Report every line in the entries below that contains the word "tile", copying each such line in full.

※ ※ ※

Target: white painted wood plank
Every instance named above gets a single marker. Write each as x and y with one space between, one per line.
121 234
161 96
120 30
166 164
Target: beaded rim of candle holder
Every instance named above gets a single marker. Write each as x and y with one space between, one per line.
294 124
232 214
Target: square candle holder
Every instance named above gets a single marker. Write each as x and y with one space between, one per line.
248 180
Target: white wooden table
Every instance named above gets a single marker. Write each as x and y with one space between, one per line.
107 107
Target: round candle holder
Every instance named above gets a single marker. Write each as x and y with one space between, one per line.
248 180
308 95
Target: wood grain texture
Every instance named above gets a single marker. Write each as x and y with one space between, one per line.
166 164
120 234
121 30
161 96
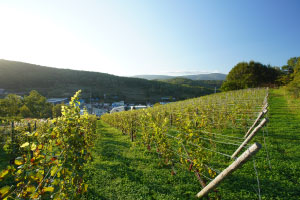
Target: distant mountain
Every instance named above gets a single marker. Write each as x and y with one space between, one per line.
18 77
154 77
194 83
211 76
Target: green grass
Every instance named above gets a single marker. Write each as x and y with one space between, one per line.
121 171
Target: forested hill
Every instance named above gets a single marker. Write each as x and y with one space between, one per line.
210 76
21 78
195 83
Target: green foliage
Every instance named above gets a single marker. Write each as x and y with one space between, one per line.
52 82
48 161
250 75
201 84
185 128
56 110
34 105
292 76
294 86
120 171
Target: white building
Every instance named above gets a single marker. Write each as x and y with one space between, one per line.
117 104
118 109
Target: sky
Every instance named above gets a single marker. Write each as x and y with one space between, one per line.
132 37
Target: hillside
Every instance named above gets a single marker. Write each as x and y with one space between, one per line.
120 171
195 83
210 76
21 78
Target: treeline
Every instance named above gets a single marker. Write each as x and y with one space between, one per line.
18 77
254 74
33 105
212 84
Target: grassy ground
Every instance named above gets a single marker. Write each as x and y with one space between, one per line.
120 171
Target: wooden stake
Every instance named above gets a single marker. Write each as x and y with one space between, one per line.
261 114
231 168
262 123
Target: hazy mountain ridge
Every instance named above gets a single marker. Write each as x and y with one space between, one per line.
209 76
53 82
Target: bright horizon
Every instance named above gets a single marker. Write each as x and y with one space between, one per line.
129 38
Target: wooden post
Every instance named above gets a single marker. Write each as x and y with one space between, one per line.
12 136
197 174
131 131
231 168
262 123
261 114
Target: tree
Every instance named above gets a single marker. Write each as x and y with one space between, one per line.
9 106
294 77
25 112
250 75
38 105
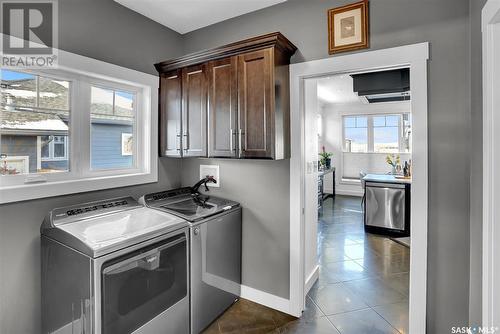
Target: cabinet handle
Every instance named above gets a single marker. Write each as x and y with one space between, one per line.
240 141
178 142
232 135
186 141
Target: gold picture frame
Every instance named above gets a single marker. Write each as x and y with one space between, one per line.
348 27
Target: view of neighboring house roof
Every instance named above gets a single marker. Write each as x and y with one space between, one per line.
29 120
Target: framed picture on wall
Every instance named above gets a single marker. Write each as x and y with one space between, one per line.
348 27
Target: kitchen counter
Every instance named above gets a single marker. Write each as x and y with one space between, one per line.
387 178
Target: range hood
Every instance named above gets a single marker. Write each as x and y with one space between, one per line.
384 86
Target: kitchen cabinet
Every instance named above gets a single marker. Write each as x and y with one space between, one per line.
235 101
170 111
223 109
194 111
256 121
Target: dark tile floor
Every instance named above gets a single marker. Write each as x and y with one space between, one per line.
362 288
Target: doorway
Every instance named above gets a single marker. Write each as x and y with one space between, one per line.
491 154
304 267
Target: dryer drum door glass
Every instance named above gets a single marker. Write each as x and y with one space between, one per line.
140 285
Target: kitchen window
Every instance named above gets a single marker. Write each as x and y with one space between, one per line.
377 133
86 126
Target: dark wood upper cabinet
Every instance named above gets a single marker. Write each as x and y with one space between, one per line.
234 101
222 107
194 111
170 114
256 120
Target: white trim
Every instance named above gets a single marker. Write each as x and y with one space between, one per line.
38 153
491 103
311 279
82 71
266 299
415 57
346 192
24 159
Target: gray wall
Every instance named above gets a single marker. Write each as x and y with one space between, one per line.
263 189
104 30
445 24
476 191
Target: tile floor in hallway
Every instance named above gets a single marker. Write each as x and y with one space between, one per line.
362 287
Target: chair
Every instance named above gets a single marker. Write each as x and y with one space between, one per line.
362 174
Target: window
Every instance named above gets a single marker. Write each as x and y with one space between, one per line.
356 134
112 127
377 133
386 133
35 121
54 148
90 126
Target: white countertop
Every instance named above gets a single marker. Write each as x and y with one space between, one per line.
388 178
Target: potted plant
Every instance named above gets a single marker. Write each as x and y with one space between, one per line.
325 159
393 161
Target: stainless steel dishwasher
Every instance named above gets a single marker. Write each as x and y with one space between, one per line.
387 208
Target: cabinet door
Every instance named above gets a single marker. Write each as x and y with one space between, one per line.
170 124
222 107
194 111
256 101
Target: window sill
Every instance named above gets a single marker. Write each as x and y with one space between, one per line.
350 181
32 191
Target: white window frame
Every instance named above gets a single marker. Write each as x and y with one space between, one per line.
51 156
82 72
371 135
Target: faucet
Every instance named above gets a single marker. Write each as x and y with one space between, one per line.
204 181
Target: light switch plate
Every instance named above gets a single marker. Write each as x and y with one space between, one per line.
211 170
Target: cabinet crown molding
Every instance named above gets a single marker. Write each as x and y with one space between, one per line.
275 39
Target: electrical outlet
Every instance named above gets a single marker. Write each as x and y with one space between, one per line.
210 170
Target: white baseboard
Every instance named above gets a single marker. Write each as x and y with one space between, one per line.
266 299
346 192
311 279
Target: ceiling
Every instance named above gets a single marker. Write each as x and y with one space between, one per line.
184 16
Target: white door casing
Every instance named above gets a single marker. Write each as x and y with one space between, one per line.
415 57
311 268
491 159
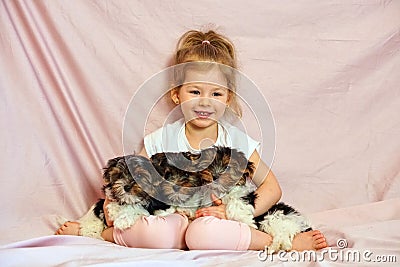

※ ※ ※

__RESPONSE__.
Target: dark tile floor
Target: tile floor in hallway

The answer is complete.